>>>>

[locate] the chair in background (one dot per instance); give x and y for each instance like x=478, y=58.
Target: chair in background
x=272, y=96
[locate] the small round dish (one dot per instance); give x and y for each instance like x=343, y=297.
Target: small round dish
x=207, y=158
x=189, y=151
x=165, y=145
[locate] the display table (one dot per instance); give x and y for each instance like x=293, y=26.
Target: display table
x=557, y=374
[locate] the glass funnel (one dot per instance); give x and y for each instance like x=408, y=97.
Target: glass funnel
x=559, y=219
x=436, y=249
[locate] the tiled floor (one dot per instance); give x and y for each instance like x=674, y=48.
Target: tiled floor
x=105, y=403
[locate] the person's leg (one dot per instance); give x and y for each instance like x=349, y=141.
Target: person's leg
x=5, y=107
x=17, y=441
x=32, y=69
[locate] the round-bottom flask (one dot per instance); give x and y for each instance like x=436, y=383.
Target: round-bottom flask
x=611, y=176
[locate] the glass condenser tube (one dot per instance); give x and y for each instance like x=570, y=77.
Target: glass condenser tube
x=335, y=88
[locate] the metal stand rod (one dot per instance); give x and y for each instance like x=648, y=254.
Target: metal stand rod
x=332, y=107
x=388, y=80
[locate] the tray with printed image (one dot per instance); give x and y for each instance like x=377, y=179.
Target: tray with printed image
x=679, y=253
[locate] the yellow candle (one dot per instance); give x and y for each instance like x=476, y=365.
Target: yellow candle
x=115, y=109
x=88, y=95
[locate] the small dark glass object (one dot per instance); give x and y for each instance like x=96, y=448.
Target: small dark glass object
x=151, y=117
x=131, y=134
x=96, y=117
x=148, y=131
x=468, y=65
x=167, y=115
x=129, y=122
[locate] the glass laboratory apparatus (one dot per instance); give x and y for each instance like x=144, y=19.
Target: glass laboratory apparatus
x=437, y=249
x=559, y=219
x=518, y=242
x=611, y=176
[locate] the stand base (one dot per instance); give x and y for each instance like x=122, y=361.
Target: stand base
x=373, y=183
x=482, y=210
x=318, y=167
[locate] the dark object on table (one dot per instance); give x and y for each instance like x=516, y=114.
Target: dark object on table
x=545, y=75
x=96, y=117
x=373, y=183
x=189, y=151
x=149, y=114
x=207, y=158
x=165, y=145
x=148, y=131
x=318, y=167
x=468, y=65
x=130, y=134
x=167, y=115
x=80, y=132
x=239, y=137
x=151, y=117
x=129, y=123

<<<<

§ **The task**
Copy the rows word for word, beginning at the line that contains "[locate] the glass laboratory" and continuing through the last row.

§ **Exercise answer**
[locate] the glass laboratory apparatus (one dot per instance); give x and y for each instance like x=144, y=19.
Target: glass laboratory apparatus
x=437, y=249
x=559, y=219
x=518, y=242
x=611, y=176
[locate] the stand base (one dot per instance); give x and y for each instance like x=122, y=361.
Target: stand base
x=373, y=183
x=482, y=210
x=318, y=167
[locate] the dark object on table (one dot per instance); give x and y for each instance like x=516, y=114.
Target: dark object on table
x=545, y=75
x=96, y=117
x=373, y=183
x=189, y=151
x=149, y=114
x=207, y=158
x=165, y=145
x=148, y=131
x=318, y=167
x=468, y=65
x=130, y=134
x=167, y=115
x=80, y=132
x=239, y=137
x=151, y=117
x=129, y=123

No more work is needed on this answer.